**Exercise directions:** Could you transcribe every record below exactly as written, leaving out any pictures?

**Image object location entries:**

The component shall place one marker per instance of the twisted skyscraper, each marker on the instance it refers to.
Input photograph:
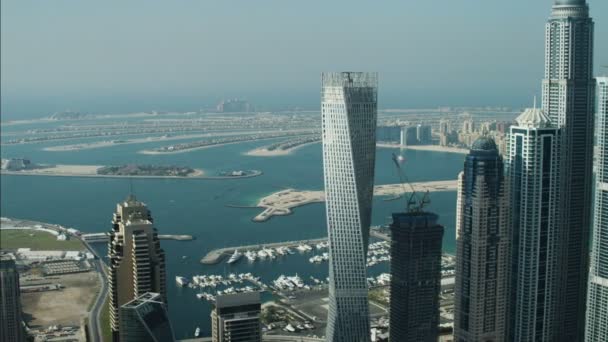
(349, 114)
(568, 100)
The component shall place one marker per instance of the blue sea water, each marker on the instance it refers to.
(199, 207)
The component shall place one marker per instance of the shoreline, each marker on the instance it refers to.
(282, 203)
(87, 171)
(263, 152)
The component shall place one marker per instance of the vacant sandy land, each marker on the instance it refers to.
(67, 306)
(264, 152)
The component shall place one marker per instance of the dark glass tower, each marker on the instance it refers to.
(415, 276)
(568, 100)
(482, 246)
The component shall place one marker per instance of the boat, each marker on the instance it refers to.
(235, 257)
(181, 281)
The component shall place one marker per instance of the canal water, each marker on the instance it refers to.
(199, 207)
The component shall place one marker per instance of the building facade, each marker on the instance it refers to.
(533, 168)
(568, 100)
(145, 319)
(236, 318)
(11, 329)
(416, 240)
(349, 115)
(136, 260)
(482, 247)
(597, 298)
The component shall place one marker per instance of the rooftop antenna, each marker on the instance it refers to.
(413, 204)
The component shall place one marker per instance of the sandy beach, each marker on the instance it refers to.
(264, 152)
(282, 202)
(86, 171)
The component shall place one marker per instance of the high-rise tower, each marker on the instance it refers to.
(482, 246)
(236, 318)
(568, 100)
(349, 115)
(11, 329)
(533, 167)
(415, 276)
(137, 263)
(597, 300)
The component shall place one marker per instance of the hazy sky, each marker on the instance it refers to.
(121, 56)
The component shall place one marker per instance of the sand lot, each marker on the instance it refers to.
(67, 306)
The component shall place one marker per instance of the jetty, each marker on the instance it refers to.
(217, 255)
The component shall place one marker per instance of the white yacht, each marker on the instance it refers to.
(181, 281)
(235, 257)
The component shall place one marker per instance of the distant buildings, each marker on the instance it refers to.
(533, 166)
(597, 298)
(16, 164)
(145, 319)
(234, 106)
(568, 100)
(236, 318)
(388, 134)
(482, 246)
(11, 328)
(415, 277)
(136, 261)
(349, 114)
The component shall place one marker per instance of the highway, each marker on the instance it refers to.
(95, 329)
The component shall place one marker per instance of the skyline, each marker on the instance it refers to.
(420, 64)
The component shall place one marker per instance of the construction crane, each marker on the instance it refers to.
(413, 203)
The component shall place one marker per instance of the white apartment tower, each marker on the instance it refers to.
(137, 263)
(597, 298)
(349, 115)
(533, 169)
(568, 100)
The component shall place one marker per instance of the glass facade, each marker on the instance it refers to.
(533, 167)
(349, 116)
(568, 92)
(597, 300)
(482, 247)
(416, 240)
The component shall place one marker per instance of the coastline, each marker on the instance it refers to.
(89, 171)
(264, 152)
(282, 203)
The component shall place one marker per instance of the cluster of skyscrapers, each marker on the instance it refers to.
(523, 229)
(524, 220)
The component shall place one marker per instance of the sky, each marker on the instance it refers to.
(141, 55)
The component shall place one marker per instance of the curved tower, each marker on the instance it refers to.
(349, 113)
(568, 100)
(482, 247)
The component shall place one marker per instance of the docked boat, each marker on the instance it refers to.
(181, 281)
(235, 257)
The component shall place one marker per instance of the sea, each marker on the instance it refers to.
(201, 207)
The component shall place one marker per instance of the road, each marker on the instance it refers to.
(95, 329)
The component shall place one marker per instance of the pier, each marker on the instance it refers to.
(216, 255)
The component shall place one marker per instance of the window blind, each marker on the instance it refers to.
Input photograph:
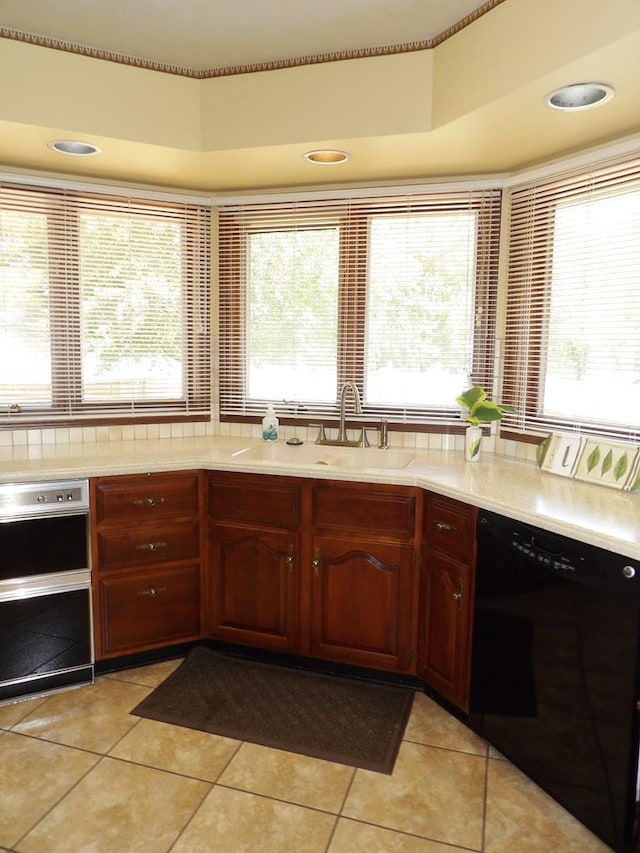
(396, 292)
(572, 343)
(104, 306)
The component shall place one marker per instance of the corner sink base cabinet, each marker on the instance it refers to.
(325, 569)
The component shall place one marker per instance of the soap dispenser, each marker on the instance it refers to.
(270, 425)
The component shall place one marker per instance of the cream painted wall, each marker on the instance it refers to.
(374, 96)
(518, 43)
(55, 89)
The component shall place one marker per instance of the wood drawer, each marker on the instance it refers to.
(366, 508)
(255, 499)
(147, 544)
(147, 496)
(150, 608)
(450, 527)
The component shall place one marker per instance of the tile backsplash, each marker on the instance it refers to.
(143, 432)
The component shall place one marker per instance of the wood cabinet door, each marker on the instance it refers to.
(445, 628)
(361, 609)
(253, 586)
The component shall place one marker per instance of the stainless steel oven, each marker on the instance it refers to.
(46, 634)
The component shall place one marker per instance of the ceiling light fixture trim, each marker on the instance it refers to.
(73, 147)
(579, 96)
(326, 157)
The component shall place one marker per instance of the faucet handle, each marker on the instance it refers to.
(322, 436)
(384, 434)
(363, 441)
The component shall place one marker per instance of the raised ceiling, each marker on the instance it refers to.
(214, 36)
(222, 96)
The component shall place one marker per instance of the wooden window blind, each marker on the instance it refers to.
(572, 342)
(397, 293)
(104, 307)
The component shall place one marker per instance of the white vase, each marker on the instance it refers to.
(472, 443)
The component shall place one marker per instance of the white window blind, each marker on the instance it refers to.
(397, 293)
(572, 344)
(104, 307)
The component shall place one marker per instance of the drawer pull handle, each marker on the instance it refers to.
(459, 595)
(445, 526)
(151, 546)
(153, 591)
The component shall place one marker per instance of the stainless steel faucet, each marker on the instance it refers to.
(342, 432)
(341, 439)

**Complete answer:**
The component shall place one marker per instance of the twisted skyscraper, each marker on the instance it refers to.
Input photograph:
(349, 114)
(568, 100)
The component shall place one marker per instance of the blue sea water, each marker on the instance it refers to.
(199, 207)
The component shall place one marker per instance of the shoreline, each marker on the instance it refers to.
(282, 203)
(87, 171)
(263, 152)
The component shall place one marker per instance of the vacant sandy land, each marker on the instance it refers to.
(67, 306)
(264, 152)
The component shall place one marker per instance of the dark glass tower, each marker on the instance it refers to.
(415, 276)
(568, 100)
(482, 246)
The component shall place one marker per instance of the boat, each marker on the instance it refers to.
(235, 257)
(181, 281)
The component shall place one marker per instance of the canal water, each marker on the instance it refers to.
(199, 207)
The component shall place one marker per instance of the building facade, each marker on the instance it refers to.
(533, 168)
(568, 100)
(145, 319)
(236, 318)
(11, 329)
(416, 240)
(349, 115)
(136, 260)
(482, 247)
(597, 298)
The component shall place one marker per instance of the rooftop antenna, each marker on the instance it refers to.
(413, 204)
The component shall place one marker per instance of the sandy beach, each marker on the instance it refers to.
(264, 152)
(282, 202)
(86, 171)
The component shall place one marker per instance of the high-rise tower, each marker on the instance it refers to.
(482, 246)
(236, 318)
(568, 100)
(349, 115)
(11, 329)
(533, 167)
(415, 276)
(137, 263)
(597, 300)
The component shall place one marker per instance of the hazy sky, each marker on the instance it refers to.
(121, 56)
The component shall place one marker per instance of the sand lot, each marker on the instance it refers to.
(67, 306)
The component shall place one marker per instance of the jetty, each marker on the instance it refers to.
(217, 255)
The component shall place one marker per instance of the white yacht, each marker on the instance it refers to.
(181, 281)
(235, 257)
The component shall place one marker per instance of the distant buildings, each marker on the instance it refers to.
(533, 166)
(597, 298)
(16, 164)
(145, 319)
(234, 106)
(568, 100)
(236, 318)
(388, 134)
(482, 246)
(11, 328)
(415, 277)
(136, 261)
(349, 114)
The component shall place one marker per instance of the highway, each marker on the instance it refers to.
(95, 329)
The component shall place one marker per instance of the skyline, each marker on the instance it refers to.
(420, 64)
The component shall place one marker per instance of the construction crane, each marker on the instance it refers to.
(413, 203)
The component shall place one marker per instance of the white apartment tower, each marker on the instance it refers to.
(137, 263)
(597, 298)
(349, 115)
(533, 169)
(568, 100)
The component shall place one marker per instance of the glass facade, each marker on the instance it refers to.
(533, 167)
(349, 116)
(568, 92)
(597, 300)
(482, 247)
(416, 240)
The component shall place one marker per instance of the coastline, each marker on the instance it refers to.
(89, 171)
(264, 152)
(282, 203)
The component shall place one marker per instance of the cluster of skyscrapers, each marker on the instance it refers to.
(523, 229)
(524, 220)
The component shall place one marker per instance of the sky, each marker on the instance it refers to.
(141, 55)
The component shall place one marker per instance of the curved tower, each marker on the instance it refers to.
(349, 113)
(568, 100)
(482, 247)
The component shall place one marker per instance of the docked boat, each marker on the instance it refers to.
(181, 281)
(235, 257)
The component shall place one marker per instance of the sea, each marker on the instance it refers to.
(201, 207)
The component shall place one marker per instance of the road, each marker on the instance it refers to.
(95, 329)
The component shall place one marker per instance of the pier, each marker on the instance it refers to.
(216, 255)
The component shall place one marker per instance of the window blind, each marker on the instance it refers to.
Input photograph:
(396, 292)
(572, 343)
(104, 306)
The component shall place one marker per instance of the corner sink base cabinet, each marker on the instance it refers to.
(325, 569)
The component shall place one marker per instance of the soap dispenser, each marker on the instance it refers to.
(270, 425)
The component shall place one marker per instance of the cream painted wall, each marker on the instance it refers to.
(374, 96)
(518, 43)
(55, 89)
The component shall place one marker per instance of the wood drawer, each marker on the instance it refers to.
(366, 508)
(255, 499)
(147, 544)
(147, 496)
(150, 608)
(450, 527)
The component shall place one marker per instance of the tile backsplash, each marker on the instance it refers to.
(143, 432)
The component shall place one marker per instance of the wood cabinet door, each marker on the instance it refers to.
(445, 628)
(361, 609)
(253, 586)
The component shall place one marker per instance of the stainless steel oven, each marker on the instance it refers to.
(46, 634)
The component shall place one marker per instance of the ceiling light fixture trim, each marker on the instance it refers to.
(73, 147)
(579, 96)
(326, 157)
The component shall place one marker per instance of the faucet handle, each marker on the instance it refers to.
(322, 436)
(384, 434)
(363, 441)
The component shall place one marker per instance of the raised ceiling, each marker on the instance it refers to.
(214, 36)
(222, 96)
The component shall place one marker per instance of the wooden window blind, each marker on the instance it refers to.
(572, 342)
(397, 293)
(104, 307)
The component shall place one marker per instance of the white vase, each marker on the instance it refers to.
(472, 443)
The component shall place one marker per instance of the white window blind, each marker on the instance it refers to.
(397, 293)
(572, 344)
(104, 307)
The component shall place one marker per instance of the drawer pull handle, each marker on the instance it refers to.
(459, 595)
(445, 526)
(151, 546)
(153, 591)
The component shall place one marker per instance of the stainless steel faucet, each marker on the instance it refers to.
(342, 432)
(341, 439)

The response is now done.